Single by Dolly Parton

from the album Better Day
- Released: May 23, 2011
- Recorded: 2011
- Genre: Country pop
- Length: 3:56
- Label: Dolly Records
- Songwriter: Dolly Parton

Dolly Parton singles chronology
| "Comin' Home for Christmas" (2009) | "Together You and I" (2011) | "The Sacrifice" (2011) |

= Together You and I =

"Together You and I" is a song by American singer-songwriter Dolly Parton. The song was initially by Porter Wagoner on his 1972 album Ballads of Love before being re-recorded as a duet with Parton on the 1974 album Porter 'n' Dolly.

An updated solo recording was released as the lead single from Parton's 2011 album, Better Day, on May 23, 2011. It impacted country radio on May 27. It peaked at number 67 on the UK Singles Chart.

==Music video==
A video for the single was filmed, and was originally scheduled to debut on May 28. However, for unknown reasons, the video was delayed and later debuted on July 4 on country music video station, CMT. The video was directed by Trey Fanjoy.

Excerpts of pointing data ::
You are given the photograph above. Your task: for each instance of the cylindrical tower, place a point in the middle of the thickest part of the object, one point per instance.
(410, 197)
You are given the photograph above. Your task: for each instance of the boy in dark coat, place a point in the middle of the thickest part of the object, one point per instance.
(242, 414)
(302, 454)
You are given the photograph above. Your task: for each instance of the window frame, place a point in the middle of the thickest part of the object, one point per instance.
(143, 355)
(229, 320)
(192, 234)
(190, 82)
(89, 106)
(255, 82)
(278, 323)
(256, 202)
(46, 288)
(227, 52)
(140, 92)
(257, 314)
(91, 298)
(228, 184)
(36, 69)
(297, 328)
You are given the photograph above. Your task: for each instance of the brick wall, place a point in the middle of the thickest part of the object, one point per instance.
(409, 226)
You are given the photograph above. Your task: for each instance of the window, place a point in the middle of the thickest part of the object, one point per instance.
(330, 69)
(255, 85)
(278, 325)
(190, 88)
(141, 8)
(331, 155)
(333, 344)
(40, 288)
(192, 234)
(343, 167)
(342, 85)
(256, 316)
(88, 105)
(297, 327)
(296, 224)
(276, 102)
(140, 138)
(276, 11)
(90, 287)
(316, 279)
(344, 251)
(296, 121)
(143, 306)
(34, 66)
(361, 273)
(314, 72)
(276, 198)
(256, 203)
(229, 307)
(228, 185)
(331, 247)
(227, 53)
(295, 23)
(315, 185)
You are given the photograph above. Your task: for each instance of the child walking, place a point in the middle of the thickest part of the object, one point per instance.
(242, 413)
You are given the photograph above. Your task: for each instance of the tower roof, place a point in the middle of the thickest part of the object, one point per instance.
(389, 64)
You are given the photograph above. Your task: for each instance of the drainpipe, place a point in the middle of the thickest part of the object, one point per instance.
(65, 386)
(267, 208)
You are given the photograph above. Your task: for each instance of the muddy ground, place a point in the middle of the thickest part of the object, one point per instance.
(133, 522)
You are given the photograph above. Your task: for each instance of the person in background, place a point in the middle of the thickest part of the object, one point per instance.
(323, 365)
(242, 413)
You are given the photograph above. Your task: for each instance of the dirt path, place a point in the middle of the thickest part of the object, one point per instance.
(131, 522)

PROBLEM TO WORK ON ::
According to the song article at the top of the page, who directed the music video for "Together You and I"?

SOLVED PROBLEM ::
Trey Fanjoy